> **TEXTAUSZUG**:
----

Während am Vormittag hunderte Traktoren durch Schwerin rollten und mit lautem Hupen und Transparenten protestierten, versammelten sich in der Innenstadt vor der Staatskanzlei Landwirtinnen und Landwirte und übergaben einen offenen Brief an die Landesregierung.
Darin kritisieren sie den Entwurf der neuen Düngelandesverordnung, in dem die Möglichkeiten einer genauen Ursachenforschung und -beseitigung für erhöhte Nitratmesswerte im Grundwasser nicht ausgeschöpft werden. „Wir wollen eine Düngeverordnung, die das Wasser wirklich schützt und nicht nur Landwirte sanktioniert. Doch ist das auch das Anliegen der Landespolitik“, fragte Bauernpräsident Detlef Kurreck bei der Übergabe des Briefes an die Landesregierung. Der ignorante Umgang des Landwirtschaftsministeriums mit dem Urteil des Oberverwaltungsgerichts Greifswald und die jüngste Bauern-Schelte von Minister Backhaus sprechen eine andere Sprache. „Wer Landwirten einen Bumerang angekündigt, signalisiert keine Kooperationsbereitschaft“, kritisierte Bauernpräsident Kurreck jüngste Äußerungen von Landwirtschaftsminister Backhaus gegenüber der Presse. „Ein solches Agieren führt zum politischen Vertrauensverlust.“
In der Vergangenheit haben die Landwirtinnen und Landwirte in Mecklenburg-Vorpommern immer wieder ihr Engagement für sauberes Wasser unter Beweis gestellt. Sie halten sich nicht nur an strenge Vorgaben bei Düngung und Pflanzenschutz, sondern bewirtschaften inzwischen jeden zweiten Hektar landwirtschaftliche Nutzfläche nach Vorgaben des Greenings oder Agrarumweltprogrammen. „Wer in diesen Tagen durch das Land fährt, sieht seltener Winterfurchen. Zwischenfrüchte und damit erweiterte Fruchtfolgen, wie sie Minister Backhaus vehement von den Landwirten fordert, sind längst für die meisten Bauern Alltag“, so Detlef Kurreck. Stattdessen sei es an der Zeit, dass Minister Backhaus sein Wort hält und mit dem Berufsstand gemeinsam nach Lösungen sucht.

----

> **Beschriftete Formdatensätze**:
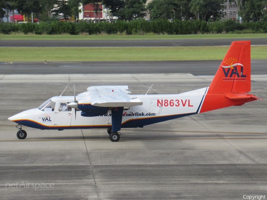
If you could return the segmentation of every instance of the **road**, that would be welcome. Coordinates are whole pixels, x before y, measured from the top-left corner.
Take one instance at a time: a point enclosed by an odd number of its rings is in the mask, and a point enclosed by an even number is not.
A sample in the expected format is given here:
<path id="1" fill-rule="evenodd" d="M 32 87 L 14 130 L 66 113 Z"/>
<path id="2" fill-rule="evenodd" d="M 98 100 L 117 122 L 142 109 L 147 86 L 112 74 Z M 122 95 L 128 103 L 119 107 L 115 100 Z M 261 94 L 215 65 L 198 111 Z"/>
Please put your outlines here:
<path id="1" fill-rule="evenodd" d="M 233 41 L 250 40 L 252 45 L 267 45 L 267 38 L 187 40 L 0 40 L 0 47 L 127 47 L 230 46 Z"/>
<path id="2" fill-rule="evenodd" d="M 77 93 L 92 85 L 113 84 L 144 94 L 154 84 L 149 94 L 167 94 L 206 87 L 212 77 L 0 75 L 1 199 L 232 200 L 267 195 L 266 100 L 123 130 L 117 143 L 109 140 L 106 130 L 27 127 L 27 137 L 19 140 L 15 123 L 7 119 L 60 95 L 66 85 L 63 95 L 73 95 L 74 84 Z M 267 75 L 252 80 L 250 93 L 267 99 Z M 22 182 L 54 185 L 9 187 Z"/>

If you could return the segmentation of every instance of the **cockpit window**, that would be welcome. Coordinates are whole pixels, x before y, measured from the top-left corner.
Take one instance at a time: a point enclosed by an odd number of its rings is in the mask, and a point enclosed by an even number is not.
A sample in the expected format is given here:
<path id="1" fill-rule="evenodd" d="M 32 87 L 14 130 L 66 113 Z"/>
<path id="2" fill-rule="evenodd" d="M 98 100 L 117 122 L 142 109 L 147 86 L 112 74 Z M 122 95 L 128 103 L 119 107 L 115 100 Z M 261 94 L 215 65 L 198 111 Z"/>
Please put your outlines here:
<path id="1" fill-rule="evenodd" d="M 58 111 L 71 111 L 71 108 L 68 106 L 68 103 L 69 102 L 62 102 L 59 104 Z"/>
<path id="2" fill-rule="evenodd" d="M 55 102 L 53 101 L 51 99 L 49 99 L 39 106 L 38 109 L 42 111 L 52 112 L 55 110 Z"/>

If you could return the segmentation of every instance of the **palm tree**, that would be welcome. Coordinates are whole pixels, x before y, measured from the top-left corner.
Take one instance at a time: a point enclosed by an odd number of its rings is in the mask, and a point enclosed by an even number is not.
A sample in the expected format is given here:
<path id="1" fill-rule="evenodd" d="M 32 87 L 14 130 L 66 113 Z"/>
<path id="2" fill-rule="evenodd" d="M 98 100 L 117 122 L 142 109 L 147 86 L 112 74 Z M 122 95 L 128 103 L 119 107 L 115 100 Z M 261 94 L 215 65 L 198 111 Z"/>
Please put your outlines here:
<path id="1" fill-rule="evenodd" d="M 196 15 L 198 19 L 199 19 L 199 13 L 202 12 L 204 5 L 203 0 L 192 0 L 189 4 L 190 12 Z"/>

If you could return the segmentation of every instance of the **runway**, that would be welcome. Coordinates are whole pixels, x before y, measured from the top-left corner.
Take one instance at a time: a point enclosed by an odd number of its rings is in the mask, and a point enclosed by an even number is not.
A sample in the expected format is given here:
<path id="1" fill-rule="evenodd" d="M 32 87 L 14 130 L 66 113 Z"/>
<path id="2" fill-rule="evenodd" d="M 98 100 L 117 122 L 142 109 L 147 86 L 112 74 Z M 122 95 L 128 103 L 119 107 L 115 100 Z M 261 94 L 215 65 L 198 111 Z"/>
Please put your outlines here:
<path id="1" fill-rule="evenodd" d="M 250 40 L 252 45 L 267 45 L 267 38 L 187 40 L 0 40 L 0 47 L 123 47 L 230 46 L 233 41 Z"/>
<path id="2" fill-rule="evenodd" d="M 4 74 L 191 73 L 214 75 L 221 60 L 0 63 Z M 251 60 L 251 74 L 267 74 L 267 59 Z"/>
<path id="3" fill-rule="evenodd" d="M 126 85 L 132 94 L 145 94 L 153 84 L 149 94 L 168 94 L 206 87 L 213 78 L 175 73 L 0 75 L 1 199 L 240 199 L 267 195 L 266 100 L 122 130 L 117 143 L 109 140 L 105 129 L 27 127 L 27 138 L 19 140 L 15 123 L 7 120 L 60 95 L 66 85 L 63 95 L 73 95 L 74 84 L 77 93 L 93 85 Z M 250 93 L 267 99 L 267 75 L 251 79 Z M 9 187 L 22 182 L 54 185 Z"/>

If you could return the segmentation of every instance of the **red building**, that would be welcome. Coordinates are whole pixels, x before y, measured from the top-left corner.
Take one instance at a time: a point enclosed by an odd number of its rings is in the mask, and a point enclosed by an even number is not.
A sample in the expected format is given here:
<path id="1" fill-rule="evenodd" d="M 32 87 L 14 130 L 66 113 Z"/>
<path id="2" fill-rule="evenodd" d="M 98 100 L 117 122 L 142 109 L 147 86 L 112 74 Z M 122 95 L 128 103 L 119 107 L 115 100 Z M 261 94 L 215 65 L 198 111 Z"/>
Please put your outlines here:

----

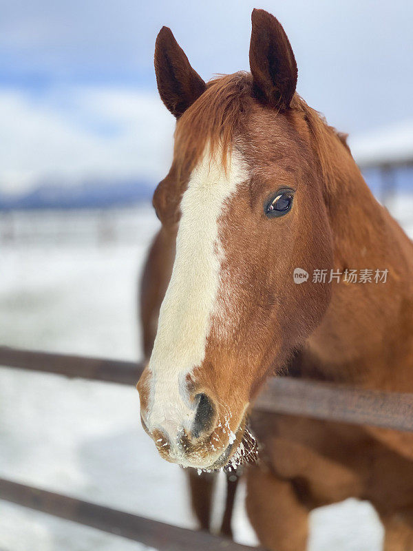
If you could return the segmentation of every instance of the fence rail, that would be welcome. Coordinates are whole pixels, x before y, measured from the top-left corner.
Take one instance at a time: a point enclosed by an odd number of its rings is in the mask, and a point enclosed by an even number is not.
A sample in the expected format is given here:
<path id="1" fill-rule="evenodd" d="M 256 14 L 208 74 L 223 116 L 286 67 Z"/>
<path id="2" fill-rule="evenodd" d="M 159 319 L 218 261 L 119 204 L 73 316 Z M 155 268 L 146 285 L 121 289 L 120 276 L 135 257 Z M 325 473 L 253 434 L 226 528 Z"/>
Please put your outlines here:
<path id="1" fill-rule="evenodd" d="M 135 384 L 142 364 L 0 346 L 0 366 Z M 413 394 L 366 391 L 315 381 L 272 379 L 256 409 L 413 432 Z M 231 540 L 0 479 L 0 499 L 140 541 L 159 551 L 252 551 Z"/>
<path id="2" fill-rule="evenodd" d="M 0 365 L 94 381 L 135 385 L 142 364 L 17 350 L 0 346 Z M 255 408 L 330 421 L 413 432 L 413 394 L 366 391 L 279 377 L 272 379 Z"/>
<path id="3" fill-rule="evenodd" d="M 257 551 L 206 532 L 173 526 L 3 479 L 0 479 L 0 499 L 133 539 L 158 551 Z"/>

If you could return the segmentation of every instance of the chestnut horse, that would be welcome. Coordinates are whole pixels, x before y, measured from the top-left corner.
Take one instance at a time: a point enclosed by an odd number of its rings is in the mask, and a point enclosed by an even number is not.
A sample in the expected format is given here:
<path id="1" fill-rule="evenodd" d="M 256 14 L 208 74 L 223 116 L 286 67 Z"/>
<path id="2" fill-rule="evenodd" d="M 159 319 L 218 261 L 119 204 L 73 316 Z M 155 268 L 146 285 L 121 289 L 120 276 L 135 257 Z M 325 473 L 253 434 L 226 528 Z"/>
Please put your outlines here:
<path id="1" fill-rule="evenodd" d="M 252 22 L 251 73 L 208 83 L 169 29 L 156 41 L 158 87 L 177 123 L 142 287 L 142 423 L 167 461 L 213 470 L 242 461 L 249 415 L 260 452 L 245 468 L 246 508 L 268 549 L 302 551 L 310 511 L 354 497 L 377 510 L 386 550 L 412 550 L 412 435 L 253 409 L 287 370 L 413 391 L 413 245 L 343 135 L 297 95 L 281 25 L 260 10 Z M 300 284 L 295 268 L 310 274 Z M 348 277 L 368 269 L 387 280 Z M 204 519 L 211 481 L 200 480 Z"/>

----

> **AUFGABE**: Nimm den Text über den Bauernprotest in Schwerin wieder auf und schreibe ihn im Anschluss an seinen letzten Satz weiter.

> **LÖSUNG**:
Niedrige Erzeugerpreise bei den Tierhaltern, hohe Produktionskosten, eine wachsende Auflagenflut und fehlende Planungssicherheit für Investitionsentscheidungen gehören für die Landwirtsfamilien in Mecklenburg-Vorpommern zum Alltag. Hinzu kommt, dass die Landwirte immer mehr bürokratische Hürden bewältigen müssen und sie in einem sich permanent ändernden System mit immer strengeren rechtlichen Vorgaben agieren. Parallel dazu stellen sich die Landwirte den immer höheren Erwartungen der Gesellschaft, die neben hochwertigen und günstigen Lebensmitteln ein immer stärkeres Augenmerk auf Umweltschutz und Tierwohl legt.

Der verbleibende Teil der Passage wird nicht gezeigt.